Tasks and exercises:
[a] In the BLAZE error report, what message does BLAZE give when it fails on three samples of 500k reads each?
[b] Carry on the BLAZE error report from where it stops.

Text provided:
------------------------------------

If I use 3 samples (fastq files) of 500k reads each, BLAZE dies:

{
    "name": "ERROR",
    "message": "generator raised StopIteration",
    "stack": "generator raised StopIterationTraceback:

1. sc_long_pipeline(fastq = fastq_dir, annotation = ref_gtf_file, 
 .     genome_fa = ref_fasta_file, outdir = outdir, config_file = config_file, 
 .     expect_cell_number = 8000)
2. blaze(expect_cell_number, fastq, `output-prefix` = paste0(outdir, 
 .     \"/\"), `output-fastq` = \"matched_reads.fastq\", threads = config$pipeline_parameters$threads, 
 .     `max-edit-distance` = config$barcode_parameters$max_bc_editdistance, 
 .     overwrite = TRUE)

------------------------------------

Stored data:
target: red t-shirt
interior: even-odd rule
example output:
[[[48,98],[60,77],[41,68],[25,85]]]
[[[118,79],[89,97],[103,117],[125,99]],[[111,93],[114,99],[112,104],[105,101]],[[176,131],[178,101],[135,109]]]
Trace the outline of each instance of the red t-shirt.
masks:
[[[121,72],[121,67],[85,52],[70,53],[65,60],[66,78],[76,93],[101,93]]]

------------------------------------

Exercise answers:
[a] "generator raised StopIteration"

[b]
3. basiliskRun(env = flames_env, fun = function(blaze_argv) {
 .     cat(\"Running BLAZE...\
\")
 .     cat(\"Argument: \", blaze_argv, \"\
\")
 .     blaze <- reticulate::import(\"blaze\")
 .     ret <- blaze$blaze(blaze_argv)
 .     ret
 . }, blaze_argv = blaze_argv)
4. fun(...)
5. blaze$blaze(blaze_argv)
6. py_call_impl(callable, call_args$unnamed, call_args$named)"
}

I'm using a machine with 8 threads and 64 GB of memory, so I'm guessing that the issue is not due to a lack of memory.

The lack of a full stack trace for the BLAZE subprocess makes this issue hard to troubleshoot (a downside of calling python via reticulate::py_call_impl() versus keeping python and R code separate; e.g., different processes in a Nextflow pipeline).